What the exercise asks:
In the account of the hospitalized psychotic woman, how old was the patient?

Selected text:
My pager went off at about 7 p.m. I had already finished rounding at the hospital, gone home, showered off the day, and sat down with a cup of tea. It was my senior resident. We had admitted a psychotic young woman to the hospital, and her parents were trying to sign her out against medical advice.
The young woman had been acting more and more strangely over the past several months. When her parents finally brought her to the hospital after being unable to help her at home, she was completely disconnected from reality. She was hearing voices, screaming, picking at her clothes and skin, unwashed, and unable to have any coherent interaction with others. The staff psychiatrist had been by and had confirmed the diagnosis of acute psychosis due to newly diagnosed schizophrenia.
Her parents were clearly worried and frightened. They had watched their daughter descend into madness with increasing sadness and helplessness. Finally, as many do, they turned to their church…the Church of Scientology. And this is where the sad problem of a young, psychotic woman took a perverse turn. They were assured that through the applied philosophies of the church, their daughter could begin the return to sanity. In no uncertain terms, they were told that medical psychiatry would destroy any chance they had of recovering their child’s mind. This, the terrified and hopeless parents latched onto tightly.
Psychiatrists had told the parents that they could expect a lifetime of illness, hospitalizations, maybe a job, maybe a life in a group home, and, if there was some luck, a somewhat normal life. Maybe. The church assured them that, through their healing programs, their child would return to normalcy. The demons haunting her would be purged, and she could have the life of a normal, young woman. For a price…
So, as we medicated the patient, in an attempt to reduce her fear and hallucinations, the parents came to the hospital enraged, sure that psychiatry was designed to destroy their child. Also, as parents, they felt it was within their rights to take their child, fly her to California, and enroll her in a Scientology treatment program. But the patient was 18. Without her explicit consent, they had no right to take her out of the hospital until she was stabilized. As any parent would, they had trouble understanding this. I spent hours on the phone and at the bedside with them. Since the parents could not serve as legitimate surrogates for the patient, it was necessary to file papers for involuntary psychiatric commitment. And from there arose the next problem.
My residents contacted the staff psychiatrist. He refused to certify the patient. They paged me. I called the chair of the department. He was at first quite vague, then he explained that Scientologists sue psychiatrists…a lot. But what of your duty, I asked him. He was clearly nervous about the entire case, and told me the rest was up to me.
So, after being told that psychiatry really couldn’t help the patient, I went back to the hospital to do the commitment papers myself. I explained to the parents that they would be better off staying involved, since they had little recourse, and that after her commitment, they could investigate their options further. But I don’t think any of us was satisfied.
Modern psychiatry, while making enormous breakthroughs in treating diseases of the mind, has been economically pressed to treat patients only medically…psychotherapy is not reimbursed well. Psychiatrists are already pressed when it comes to trying to provide the best care for their patients. To add to that the concern about being sued by cultists, well, that serves no one. The patient, at her greatest time of need, is caught in a perverse struggle, not only within her mind, but by powers outside her. Of course, she told us there were those out to get her. If she only knew the truth, how much greater might her fear be?

[Source data]
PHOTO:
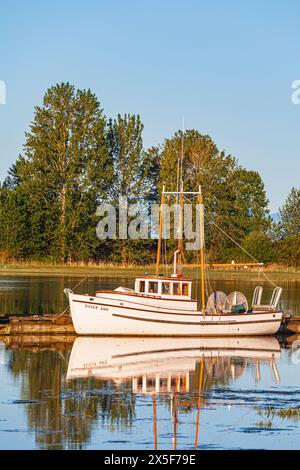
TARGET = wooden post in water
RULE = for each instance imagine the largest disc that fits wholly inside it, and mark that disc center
(200, 203)
(200, 385)
(161, 212)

Exercise answer:
She was 18.